[Labeling and segmentation records]
>> Start
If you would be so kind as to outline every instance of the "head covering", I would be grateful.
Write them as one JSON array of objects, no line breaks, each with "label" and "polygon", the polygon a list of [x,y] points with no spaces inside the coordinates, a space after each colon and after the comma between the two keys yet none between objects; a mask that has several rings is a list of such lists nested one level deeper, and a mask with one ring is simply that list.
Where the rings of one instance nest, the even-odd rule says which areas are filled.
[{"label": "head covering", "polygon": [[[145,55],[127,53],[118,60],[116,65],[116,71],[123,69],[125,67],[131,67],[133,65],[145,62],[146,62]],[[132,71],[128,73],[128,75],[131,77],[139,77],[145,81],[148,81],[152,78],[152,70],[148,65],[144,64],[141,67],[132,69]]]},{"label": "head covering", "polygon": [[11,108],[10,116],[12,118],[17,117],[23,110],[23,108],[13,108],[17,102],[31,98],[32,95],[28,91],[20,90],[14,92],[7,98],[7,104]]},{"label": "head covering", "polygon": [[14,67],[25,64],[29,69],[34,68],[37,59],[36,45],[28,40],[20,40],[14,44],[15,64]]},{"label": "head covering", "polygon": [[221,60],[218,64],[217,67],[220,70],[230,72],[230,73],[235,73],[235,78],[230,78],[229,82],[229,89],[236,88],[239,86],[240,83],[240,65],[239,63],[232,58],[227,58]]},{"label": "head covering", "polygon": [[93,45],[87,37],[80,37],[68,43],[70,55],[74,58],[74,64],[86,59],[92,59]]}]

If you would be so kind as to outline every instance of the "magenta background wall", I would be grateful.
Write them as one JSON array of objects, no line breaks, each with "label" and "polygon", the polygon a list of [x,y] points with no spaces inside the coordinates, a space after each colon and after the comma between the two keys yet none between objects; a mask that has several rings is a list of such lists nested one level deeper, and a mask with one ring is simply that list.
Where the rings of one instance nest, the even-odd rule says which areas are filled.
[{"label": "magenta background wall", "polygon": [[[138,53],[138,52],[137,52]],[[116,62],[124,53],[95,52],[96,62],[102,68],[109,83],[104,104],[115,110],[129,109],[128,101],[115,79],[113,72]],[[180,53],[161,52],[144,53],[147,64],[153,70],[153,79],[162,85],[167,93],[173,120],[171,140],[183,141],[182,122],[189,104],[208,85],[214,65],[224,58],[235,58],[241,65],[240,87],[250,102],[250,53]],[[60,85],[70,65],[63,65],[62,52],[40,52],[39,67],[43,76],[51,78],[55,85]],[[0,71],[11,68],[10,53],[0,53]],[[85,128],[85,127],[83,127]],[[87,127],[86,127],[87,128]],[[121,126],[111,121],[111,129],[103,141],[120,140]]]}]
>> End
_PROBLEM TO SOLVE_
Give every line of the material again, exactly as it reads.

_COMPLETED EXERCISE_
If you would be so kind as to outline every instance of the "head covering", I would be grateful.
Write them as one JSON array of objects, no line breaks, each with "label" and "polygon", the polygon a list of [x,y] points with no spaces inside the coordinates, a space after each colon and after the comma between the two keys yet none between objects; a mask that has several rings is a list of such lists nested one level deeper, and a mask with one ring is simply that list.
Where the rings of one instance nest, the even-odd rule says which areas are filled.
[{"label": "head covering", "polygon": [[[145,55],[127,53],[118,60],[116,65],[116,71],[123,69],[125,67],[131,67],[133,65],[145,62],[146,62]],[[132,71],[128,73],[128,75],[131,77],[139,77],[145,81],[148,81],[152,78],[152,70],[148,65],[144,64],[141,67],[132,69]]]},{"label": "head covering", "polygon": [[11,108],[10,116],[12,118],[17,117],[23,110],[23,108],[13,108],[17,102],[31,98],[32,95],[28,91],[20,90],[14,92],[7,98],[7,104]]},{"label": "head covering", "polygon": [[14,67],[25,64],[29,69],[34,68],[37,59],[36,45],[28,40],[20,40],[14,44],[15,64]]},{"label": "head covering", "polygon": [[221,60],[218,64],[217,67],[220,70],[230,72],[230,73],[235,73],[235,78],[230,78],[229,82],[229,89],[236,88],[239,86],[240,83],[240,65],[239,63],[232,58],[227,58]]},{"label": "head covering", "polygon": [[93,45],[87,37],[80,37],[68,43],[70,55],[74,58],[74,64],[86,59],[92,59]]}]

If you would be so kind as to outline every instance of the "magenta background wall", I would be grateful.
Write them as one JSON array of objects, no line breaks, each with "label" and "polygon", the polygon a list of [x,y] points with no spaces inside the coordinates, a space after each colon and after the comma between the two keys yet none between objects; a mask that has several rings is a list of such lists nested one level deeper, and a mask with one ring is simply that list.
Where the rings of one instance nest, the even-odd rule says which areas are filled.
[{"label": "magenta background wall", "polygon": [[[138,53],[138,52],[137,52]],[[116,62],[124,53],[95,52],[96,62],[102,68],[109,83],[104,104],[115,110],[129,109],[128,101],[115,79],[113,72]],[[180,53],[161,52],[144,53],[147,64],[153,70],[153,79],[162,85],[167,93],[173,120],[171,140],[183,141],[182,122],[189,104],[208,85],[214,65],[224,58],[235,58],[241,65],[240,87],[250,102],[250,53]],[[60,85],[70,65],[63,65],[62,52],[40,52],[39,67],[43,76],[51,78],[55,85]],[[0,71],[11,68],[10,53],[0,53]],[[85,128],[85,127],[83,127]],[[87,127],[86,127],[87,128]],[[121,126],[111,121],[111,129],[103,141],[120,140]]]}]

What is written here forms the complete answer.